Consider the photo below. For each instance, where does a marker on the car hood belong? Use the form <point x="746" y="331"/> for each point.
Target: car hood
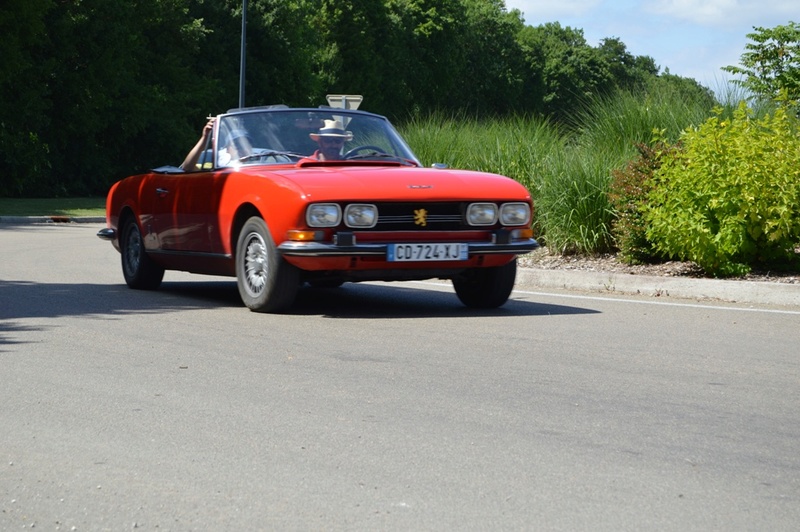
<point x="329" y="183"/>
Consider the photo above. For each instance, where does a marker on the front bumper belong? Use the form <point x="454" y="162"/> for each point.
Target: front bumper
<point x="347" y="247"/>
<point x="107" y="234"/>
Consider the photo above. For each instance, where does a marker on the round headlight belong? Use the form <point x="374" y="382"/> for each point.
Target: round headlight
<point x="323" y="215"/>
<point x="481" y="213"/>
<point x="360" y="215"/>
<point x="515" y="214"/>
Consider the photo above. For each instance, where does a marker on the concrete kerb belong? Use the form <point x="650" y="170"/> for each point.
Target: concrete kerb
<point x="20" y="220"/>
<point x="783" y="294"/>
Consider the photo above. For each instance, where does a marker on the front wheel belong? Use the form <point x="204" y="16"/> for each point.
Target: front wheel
<point x="486" y="287"/>
<point x="139" y="270"/>
<point x="266" y="282"/>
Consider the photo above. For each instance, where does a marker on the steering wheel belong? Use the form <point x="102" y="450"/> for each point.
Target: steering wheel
<point x="365" y="147"/>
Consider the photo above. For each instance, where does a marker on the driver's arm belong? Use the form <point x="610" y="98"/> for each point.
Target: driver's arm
<point x="190" y="163"/>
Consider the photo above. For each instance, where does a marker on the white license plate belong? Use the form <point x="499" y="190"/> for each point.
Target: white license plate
<point x="426" y="252"/>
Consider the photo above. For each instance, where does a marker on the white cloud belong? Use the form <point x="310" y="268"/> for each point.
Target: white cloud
<point x="726" y="13"/>
<point x="549" y="10"/>
<point x="692" y="38"/>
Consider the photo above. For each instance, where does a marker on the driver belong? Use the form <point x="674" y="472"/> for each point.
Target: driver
<point x="331" y="138"/>
<point x="237" y="145"/>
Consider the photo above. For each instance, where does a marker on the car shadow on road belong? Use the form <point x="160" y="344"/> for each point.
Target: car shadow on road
<point x="25" y="299"/>
<point x="373" y="301"/>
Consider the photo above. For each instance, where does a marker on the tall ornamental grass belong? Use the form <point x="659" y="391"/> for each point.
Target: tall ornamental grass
<point x="567" y="168"/>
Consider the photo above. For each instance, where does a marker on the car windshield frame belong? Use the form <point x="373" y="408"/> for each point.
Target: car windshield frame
<point x="282" y="135"/>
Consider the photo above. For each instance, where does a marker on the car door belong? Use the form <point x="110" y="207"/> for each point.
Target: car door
<point x="184" y="210"/>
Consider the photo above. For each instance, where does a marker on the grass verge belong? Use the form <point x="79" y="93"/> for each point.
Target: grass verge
<point x="71" y="207"/>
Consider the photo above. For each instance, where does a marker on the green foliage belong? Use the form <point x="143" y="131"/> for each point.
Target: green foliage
<point x="628" y="194"/>
<point x="568" y="171"/>
<point x="730" y="198"/>
<point x="771" y="64"/>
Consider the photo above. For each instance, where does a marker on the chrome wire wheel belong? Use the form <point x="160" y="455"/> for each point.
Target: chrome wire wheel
<point x="132" y="251"/>
<point x="256" y="264"/>
<point x="266" y="282"/>
<point x="139" y="270"/>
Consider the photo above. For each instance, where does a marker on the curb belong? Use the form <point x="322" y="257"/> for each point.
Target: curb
<point x="784" y="294"/>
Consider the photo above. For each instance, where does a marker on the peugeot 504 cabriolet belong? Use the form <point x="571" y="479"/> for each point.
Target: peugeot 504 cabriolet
<point x="284" y="196"/>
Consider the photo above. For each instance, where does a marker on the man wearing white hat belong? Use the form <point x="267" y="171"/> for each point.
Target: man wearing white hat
<point x="331" y="137"/>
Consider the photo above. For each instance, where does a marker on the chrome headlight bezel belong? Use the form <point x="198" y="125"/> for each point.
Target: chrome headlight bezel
<point x="515" y="214"/>
<point x="323" y="215"/>
<point x="481" y="214"/>
<point x="361" y="215"/>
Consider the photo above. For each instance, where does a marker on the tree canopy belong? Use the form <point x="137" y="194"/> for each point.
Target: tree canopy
<point x="770" y="66"/>
<point x="93" y="90"/>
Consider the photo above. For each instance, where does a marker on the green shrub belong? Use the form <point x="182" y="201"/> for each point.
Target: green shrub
<point x="730" y="198"/>
<point x="628" y="195"/>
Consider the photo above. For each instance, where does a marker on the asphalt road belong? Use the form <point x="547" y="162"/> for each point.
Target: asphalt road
<point x="382" y="406"/>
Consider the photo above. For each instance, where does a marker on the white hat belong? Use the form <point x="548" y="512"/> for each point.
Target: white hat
<point x="332" y="128"/>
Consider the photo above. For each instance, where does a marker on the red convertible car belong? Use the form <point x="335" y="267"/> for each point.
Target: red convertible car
<point x="283" y="196"/>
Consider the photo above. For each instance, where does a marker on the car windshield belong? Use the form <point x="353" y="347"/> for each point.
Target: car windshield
<point x="282" y="135"/>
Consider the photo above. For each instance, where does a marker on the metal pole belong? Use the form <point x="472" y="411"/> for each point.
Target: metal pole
<point x="244" y="47"/>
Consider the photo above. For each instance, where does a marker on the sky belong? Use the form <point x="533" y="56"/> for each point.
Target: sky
<point x="691" y="38"/>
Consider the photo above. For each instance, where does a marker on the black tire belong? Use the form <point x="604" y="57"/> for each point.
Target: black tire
<point x="486" y="287"/>
<point x="139" y="270"/>
<point x="267" y="283"/>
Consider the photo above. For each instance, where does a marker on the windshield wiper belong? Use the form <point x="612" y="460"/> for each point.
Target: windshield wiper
<point x="270" y="153"/>
<point x="382" y="155"/>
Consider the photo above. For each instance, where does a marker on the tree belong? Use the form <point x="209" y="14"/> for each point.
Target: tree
<point x="570" y="69"/>
<point x="24" y="100"/>
<point x="771" y="66"/>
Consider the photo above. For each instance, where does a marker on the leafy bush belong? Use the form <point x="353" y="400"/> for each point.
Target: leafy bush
<point x="628" y="195"/>
<point x="730" y="198"/>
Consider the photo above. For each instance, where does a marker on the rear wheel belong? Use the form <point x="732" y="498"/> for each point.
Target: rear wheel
<point x="139" y="270"/>
<point x="486" y="287"/>
<point x="267" y="283"/>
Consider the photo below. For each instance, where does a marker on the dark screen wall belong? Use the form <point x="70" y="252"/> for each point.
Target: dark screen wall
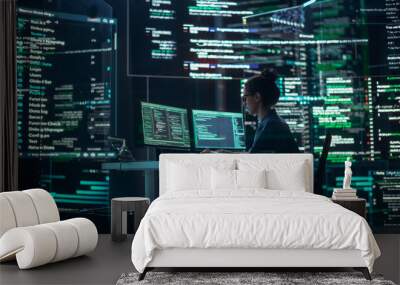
<point x="325" y="87"/>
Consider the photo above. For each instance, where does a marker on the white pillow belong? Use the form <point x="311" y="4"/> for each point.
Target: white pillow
<point x="189" y="176"/>
<point x="292" y="179"/>
<point x="251" y="178"/>
<point x="281" y="175"/>
<point x="223" y="179"/>
<point x="226" y="179"/>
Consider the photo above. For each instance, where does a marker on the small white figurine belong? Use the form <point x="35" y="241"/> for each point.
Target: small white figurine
<point x="347" y="175"/>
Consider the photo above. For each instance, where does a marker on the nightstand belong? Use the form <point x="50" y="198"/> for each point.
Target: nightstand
<point x="357" y="205"/>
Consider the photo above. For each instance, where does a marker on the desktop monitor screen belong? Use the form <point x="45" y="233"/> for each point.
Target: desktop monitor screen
<point x="165" y="126"/>
<point x="218" y="130"/>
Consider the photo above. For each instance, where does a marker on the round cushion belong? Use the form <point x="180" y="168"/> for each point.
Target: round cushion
<point x="23" y="208"/>
<point x="33" y="246"/>
<point x="46" y="208"/>
<point x="87" y="234"/>
<point x="66" y="238"/>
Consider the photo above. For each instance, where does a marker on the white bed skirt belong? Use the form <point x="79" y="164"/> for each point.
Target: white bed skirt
<point x="189" y="257"/>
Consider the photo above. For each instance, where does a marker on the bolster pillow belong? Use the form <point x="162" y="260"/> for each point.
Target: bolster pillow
<point x="40" y="244"/>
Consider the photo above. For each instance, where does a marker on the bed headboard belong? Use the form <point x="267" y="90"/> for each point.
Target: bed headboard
<point x="281" y="162"/>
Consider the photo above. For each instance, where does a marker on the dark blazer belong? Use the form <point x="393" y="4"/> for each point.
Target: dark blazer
<point x="273" y="136"/>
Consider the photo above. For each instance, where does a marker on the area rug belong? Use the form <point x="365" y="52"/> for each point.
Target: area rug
<point x="244" y="278"/>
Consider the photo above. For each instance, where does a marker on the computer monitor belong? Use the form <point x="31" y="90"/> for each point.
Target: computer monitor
<point x="217" y="130"/>
<point x="165" y="126"/>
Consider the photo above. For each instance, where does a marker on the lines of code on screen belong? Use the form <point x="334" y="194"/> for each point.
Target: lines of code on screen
<point x="165" y="126"/>
<point x="218" y="130"/>
<point x="65" y="67"/>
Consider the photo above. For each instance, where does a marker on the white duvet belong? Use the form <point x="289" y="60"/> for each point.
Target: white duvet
<point x="250" y="219"/>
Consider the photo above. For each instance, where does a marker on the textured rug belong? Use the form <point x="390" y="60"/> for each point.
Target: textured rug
<point x="244" y="278"/>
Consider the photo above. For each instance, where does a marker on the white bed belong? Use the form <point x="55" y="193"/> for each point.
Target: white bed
<point x="194" y="223"/>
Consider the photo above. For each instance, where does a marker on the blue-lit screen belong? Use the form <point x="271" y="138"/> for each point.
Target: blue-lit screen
<point x="164" y="125"/>
<point x="219" y="130"/>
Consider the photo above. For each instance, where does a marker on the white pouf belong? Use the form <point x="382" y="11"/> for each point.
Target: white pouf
<point x="31" y="232"/>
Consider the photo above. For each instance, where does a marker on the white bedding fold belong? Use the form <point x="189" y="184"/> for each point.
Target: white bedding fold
<point x="250" y="219"/>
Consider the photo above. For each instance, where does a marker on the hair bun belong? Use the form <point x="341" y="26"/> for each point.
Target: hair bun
<point x="269" y="75"/>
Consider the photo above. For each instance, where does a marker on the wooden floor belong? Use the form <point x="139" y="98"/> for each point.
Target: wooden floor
<point x="103" y="266"/>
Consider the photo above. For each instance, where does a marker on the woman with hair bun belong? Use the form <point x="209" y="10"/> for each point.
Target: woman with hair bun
<point x="272" y="134"/>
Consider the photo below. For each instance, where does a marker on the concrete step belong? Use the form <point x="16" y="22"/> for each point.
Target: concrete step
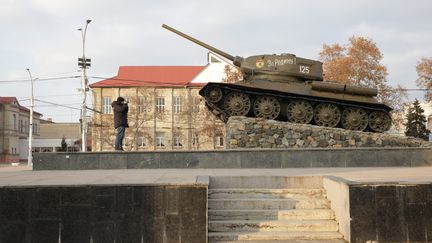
<point x="281" y="241"/>
<point x="333" y="237"/>
<point x="298" y="193"/>
<point x="281" y="182"/>
<point x="270" y="214"/>
<point x="268" y="204"/>
<point x="272" y="225"/>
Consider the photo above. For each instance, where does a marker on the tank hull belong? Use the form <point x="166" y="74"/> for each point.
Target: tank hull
<point x="349" y="107"/>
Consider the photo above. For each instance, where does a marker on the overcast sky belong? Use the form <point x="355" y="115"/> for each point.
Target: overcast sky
<point x="42" y="35"/>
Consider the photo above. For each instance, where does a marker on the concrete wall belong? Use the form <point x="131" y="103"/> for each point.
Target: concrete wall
<point x="338" y="193"/>
<point x="243" y="132"/>
<point x="391" y="212"/>
<point x="246" y="158"/>
<point x="101" y="214"/>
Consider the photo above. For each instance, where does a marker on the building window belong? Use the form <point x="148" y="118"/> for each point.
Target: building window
<point x="160" y="104"/>
<point x="142" y="104"/>
<point x="195" y="140"/>
<point x="176" y="104"/>
<point x="219" y="142"/>
<point x="106" y="105"/>
<point x="141" y="142"/>
<point x="15" y="126"/>
<point x="196" y="101"/>
<point x="160" y="140"/>
<point x="177" y="142"/>
<point x="35" y="131"/>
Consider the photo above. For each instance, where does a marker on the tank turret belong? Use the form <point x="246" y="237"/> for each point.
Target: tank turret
<point x="290" y="88"/>
<point x="283" y="66"/>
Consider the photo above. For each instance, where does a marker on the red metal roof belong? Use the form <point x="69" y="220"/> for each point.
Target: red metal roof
<point x="133" y="76"/>
<point x="10" y="100"/>
<point x="7" y="100"/>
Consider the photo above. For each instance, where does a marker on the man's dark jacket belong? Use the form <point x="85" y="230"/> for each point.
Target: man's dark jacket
<point x="120" y="114"/>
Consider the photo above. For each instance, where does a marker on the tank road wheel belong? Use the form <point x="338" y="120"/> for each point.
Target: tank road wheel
<point x="213" y="94"/>
<point x="237" y="104"/>
<point x="327" y="115"/>
<point x="266" y="107"/>
<point x="300" y="112"/>
<point x="379" y="121"/>
<point x="354" y="119"/>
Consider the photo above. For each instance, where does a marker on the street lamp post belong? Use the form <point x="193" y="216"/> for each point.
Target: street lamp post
<point x="84" y="86"/>
<point x="30" y="152"/>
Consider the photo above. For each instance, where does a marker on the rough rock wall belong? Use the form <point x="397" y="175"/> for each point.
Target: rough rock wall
<point x="243" y="132"/>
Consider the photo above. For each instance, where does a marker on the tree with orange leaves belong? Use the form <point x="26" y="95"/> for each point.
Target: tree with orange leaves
<point x="424" y="73"/>
<point x="359" y="63"/>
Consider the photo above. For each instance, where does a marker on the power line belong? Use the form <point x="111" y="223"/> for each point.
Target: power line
<point x="36" y="79"/>
<point x="55" y="104"/>
<point x="135" y="80"/>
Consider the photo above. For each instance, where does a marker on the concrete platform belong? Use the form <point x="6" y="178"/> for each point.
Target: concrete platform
<point x="371" y="203"/>
<point x="236" y="159"/>
<point x="23" y="176"/>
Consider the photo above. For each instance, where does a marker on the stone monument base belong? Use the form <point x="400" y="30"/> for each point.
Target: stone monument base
<point x="244" y="132"/>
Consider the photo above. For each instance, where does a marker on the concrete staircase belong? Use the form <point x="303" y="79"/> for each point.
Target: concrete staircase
<point x="270" y="209"/>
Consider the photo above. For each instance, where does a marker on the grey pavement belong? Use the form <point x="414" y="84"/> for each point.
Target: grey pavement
<point x="23" y="176"/>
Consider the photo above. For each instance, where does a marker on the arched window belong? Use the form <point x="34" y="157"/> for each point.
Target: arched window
<point x="14" y="117"/>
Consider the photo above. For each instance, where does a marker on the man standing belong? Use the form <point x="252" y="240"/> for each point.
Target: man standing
<point x="121" y="109"/>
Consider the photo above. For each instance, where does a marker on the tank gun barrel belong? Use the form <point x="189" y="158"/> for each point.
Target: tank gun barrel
<point x="222" y="53"/>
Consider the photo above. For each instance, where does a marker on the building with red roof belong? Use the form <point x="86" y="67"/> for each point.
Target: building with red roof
<point x="14" y="129"/>
<point x="165" y="110"/>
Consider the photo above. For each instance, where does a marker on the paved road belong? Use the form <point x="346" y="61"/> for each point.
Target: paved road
<point x="24" y="176"/>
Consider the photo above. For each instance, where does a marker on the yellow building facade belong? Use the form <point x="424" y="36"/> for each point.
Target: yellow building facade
<point x="165" y="110"/>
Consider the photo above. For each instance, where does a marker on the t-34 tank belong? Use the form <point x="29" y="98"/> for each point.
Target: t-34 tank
<point x="289" y="88"/>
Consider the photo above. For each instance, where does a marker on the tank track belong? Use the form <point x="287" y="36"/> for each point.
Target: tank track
<point x="232" y="100"/>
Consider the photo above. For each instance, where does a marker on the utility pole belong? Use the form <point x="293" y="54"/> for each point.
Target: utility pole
<point x="30" y="152"/>
<point x="84" y="64"/>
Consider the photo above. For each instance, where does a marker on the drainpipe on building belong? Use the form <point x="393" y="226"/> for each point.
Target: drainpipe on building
<point x="30" y="153"/>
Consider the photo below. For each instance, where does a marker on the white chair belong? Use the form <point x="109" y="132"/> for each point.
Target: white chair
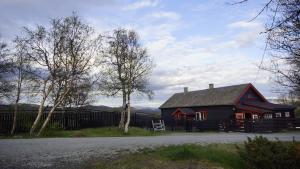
<point x="159" y="126"/>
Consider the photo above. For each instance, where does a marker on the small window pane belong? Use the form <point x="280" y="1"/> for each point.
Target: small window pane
<point x="278" y="114"/>
<point x="255" y="116"/>
<point x="287" y="114"/>
<point x="268" y="116"/>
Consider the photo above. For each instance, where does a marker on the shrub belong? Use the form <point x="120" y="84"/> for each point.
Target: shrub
<point x="260" y="153"/>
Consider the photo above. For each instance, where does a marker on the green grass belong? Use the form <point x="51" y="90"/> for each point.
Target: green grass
<point x="176" y="157"/>
<point x="91" y="132"/>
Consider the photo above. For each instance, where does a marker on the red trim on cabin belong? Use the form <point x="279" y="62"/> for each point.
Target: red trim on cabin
<point x="246" y="90"/>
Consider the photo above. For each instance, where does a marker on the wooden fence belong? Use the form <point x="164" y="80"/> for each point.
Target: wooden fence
<point x="260" y="125"/>
<point x="72" y="119"/>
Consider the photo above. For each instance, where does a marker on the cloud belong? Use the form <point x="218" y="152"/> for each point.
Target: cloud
<point x="141" y="4"/>
<point x="16" y="13"/>
<point x="166" y="15"/>
<point x="245" y="25"/>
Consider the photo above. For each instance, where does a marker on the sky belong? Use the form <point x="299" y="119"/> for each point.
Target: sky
<point x="193" y="42"/>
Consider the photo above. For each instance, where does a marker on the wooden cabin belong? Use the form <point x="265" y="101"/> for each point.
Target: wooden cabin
<point x="231" y="103"/>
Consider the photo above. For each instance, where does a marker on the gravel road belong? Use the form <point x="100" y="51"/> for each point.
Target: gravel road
<point x="74" y="152"/>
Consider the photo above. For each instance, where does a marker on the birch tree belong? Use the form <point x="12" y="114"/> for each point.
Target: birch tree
<point x="138" y="66"/>
<point x="5" y="70"/>
<point x="114" y="76"/>
<point x="22" y="75"/>
<point x="65" y="55"/>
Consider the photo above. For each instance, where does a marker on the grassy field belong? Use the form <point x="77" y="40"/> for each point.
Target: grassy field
<point x="177" y="157"/>
<point x="92" y="132"/>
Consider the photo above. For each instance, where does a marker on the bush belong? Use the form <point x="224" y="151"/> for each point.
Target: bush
<point x="260" y="153"/>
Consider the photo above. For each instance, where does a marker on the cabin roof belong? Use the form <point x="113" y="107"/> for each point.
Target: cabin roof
<point x="209" y="97"/>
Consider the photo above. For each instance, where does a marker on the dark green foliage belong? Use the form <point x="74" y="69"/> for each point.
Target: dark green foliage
<point x="260" y="153"/>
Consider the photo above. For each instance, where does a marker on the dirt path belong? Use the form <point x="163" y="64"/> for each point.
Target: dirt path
<point x="71" y="152"/>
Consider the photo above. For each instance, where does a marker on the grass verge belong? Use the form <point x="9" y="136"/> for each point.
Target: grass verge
<point x="91" y="132"/>
<point x="190" y="156"/>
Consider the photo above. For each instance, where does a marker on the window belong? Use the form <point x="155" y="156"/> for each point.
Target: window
<point x="268" y="116"/>
<point x="201" y="116"/>
<point x="278" y="114"/>
<point x="287" y="114"/>
<point x="254" y="116"/>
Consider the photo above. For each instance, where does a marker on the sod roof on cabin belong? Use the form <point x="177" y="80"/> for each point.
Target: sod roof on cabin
<point x="208" y="97"/>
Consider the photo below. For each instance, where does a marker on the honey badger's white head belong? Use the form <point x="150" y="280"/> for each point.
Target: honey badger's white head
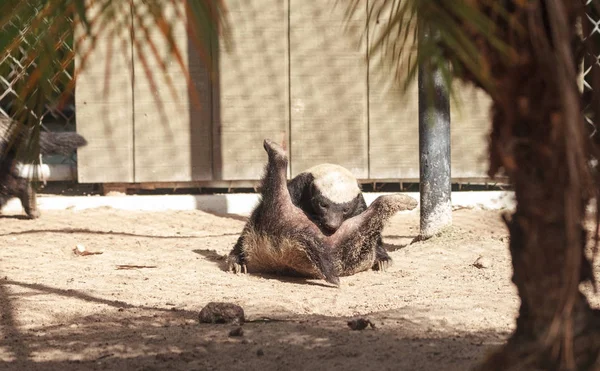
<point x="334" y="195"/>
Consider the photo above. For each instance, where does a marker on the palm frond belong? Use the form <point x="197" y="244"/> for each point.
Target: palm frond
<point x="397" y="46"/>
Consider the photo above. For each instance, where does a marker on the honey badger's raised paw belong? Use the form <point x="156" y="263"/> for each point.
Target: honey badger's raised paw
<point x="275" y="152"/>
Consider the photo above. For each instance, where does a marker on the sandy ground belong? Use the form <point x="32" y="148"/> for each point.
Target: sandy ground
<point x="433" y="309"/>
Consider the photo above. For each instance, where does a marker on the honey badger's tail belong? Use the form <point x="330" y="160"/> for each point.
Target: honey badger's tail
<point x="60" y="143"/>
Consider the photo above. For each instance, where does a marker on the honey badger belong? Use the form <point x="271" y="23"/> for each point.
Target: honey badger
<point x="280" y="238"/>
<point x="330" y="194"/>
<point x="14" y="182"/>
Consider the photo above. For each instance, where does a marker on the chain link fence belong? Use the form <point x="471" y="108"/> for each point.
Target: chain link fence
<point x="54" y="119"/>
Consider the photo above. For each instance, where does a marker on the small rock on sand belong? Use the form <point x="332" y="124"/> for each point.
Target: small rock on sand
<point x="215" y="312"/>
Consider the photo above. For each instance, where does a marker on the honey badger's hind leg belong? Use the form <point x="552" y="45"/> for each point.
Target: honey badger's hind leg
<point x="289" y="223"/>
<point x="236" y="261"/>
<point x="382" y="259"/>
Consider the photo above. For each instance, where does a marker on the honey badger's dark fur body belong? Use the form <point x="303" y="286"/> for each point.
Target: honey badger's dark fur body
<point x="12" y="182"/>
<point x="329" y="194"/>
<point x="280" y="238"/>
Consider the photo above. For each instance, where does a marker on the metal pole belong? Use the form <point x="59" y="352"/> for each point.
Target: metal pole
<point x="434" y="152"/>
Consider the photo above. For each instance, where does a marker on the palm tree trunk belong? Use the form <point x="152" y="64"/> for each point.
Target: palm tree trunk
<point x="538" y="139"/>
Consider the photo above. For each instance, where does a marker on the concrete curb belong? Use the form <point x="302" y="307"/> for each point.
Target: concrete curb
<point x="236" y="203"/>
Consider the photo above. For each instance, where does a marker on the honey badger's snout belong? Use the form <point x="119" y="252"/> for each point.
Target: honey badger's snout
<point x="333" y="221"/>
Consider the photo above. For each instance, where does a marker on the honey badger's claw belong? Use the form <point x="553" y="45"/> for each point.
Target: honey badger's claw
<point x="236" y="267"/>
<point x="382" y="265"/>
<point x="274" y="150"/>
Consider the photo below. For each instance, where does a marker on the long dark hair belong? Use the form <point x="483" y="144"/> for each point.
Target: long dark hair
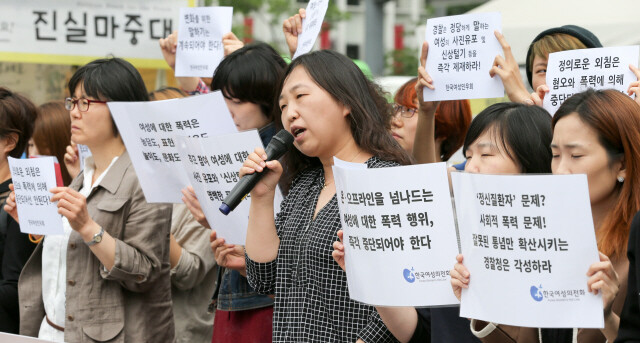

> [What is needed] Your task is to restate, word for word, only those lines above that fall between the line holding "Target: red metal roof" and the line holding "on the power", inclusive.

> [Task solution]
Target: red metal roof
<point x="133" y="76"/>
<point x="10" y="100"/>
<point x="7" y="100"/>
Consider the photo above. For each instance, where does a marker on the man's dark jacket belong? Use the form <point x="85" y="230"/> for each point.
Target: man's dark jacket
<point x="120" y="114"/>
Consider the photo above. For each instance, where does a marker on the tank road wheel belong? Use the form <point x="338" y="120"/> for each point.
Target: tank road wheel
<point x="213" y="94"/>
<point x="237" y="104"/>
<point x="327" y="115"/>
<point x="266" y="107"/>
<point x="300" y="112"/>
<point x="379" y="121"/>
<point x="354" y="119"/>
Consider the photo above. For each instance, where does a marker on the street lamp post belong? Use the form <point x="193" y="216"/> for each point.
Target: street lamp post
<point x="84" y="86"/>
<point x="30" y="152"/>
Consider the photo above. For each instance, where does a marker on the rough rock wall belong? Use the form <point x="397" y="175"/> for each point.
Target: rough rock wall
<point x="243" y="132"/>
Consider the photo above. For each instance, where does a marker on the tree with orange leaves belong? Use the form <point x="26" y="95"/> for each point.
Target: tree with orange leaves
<point x="424" y="73"/>
<point x="359" y="63"/>
Consider the photo above. For each instance, where does a marker on the power line belong? Use the form <point x="111" y="223"/> for each point.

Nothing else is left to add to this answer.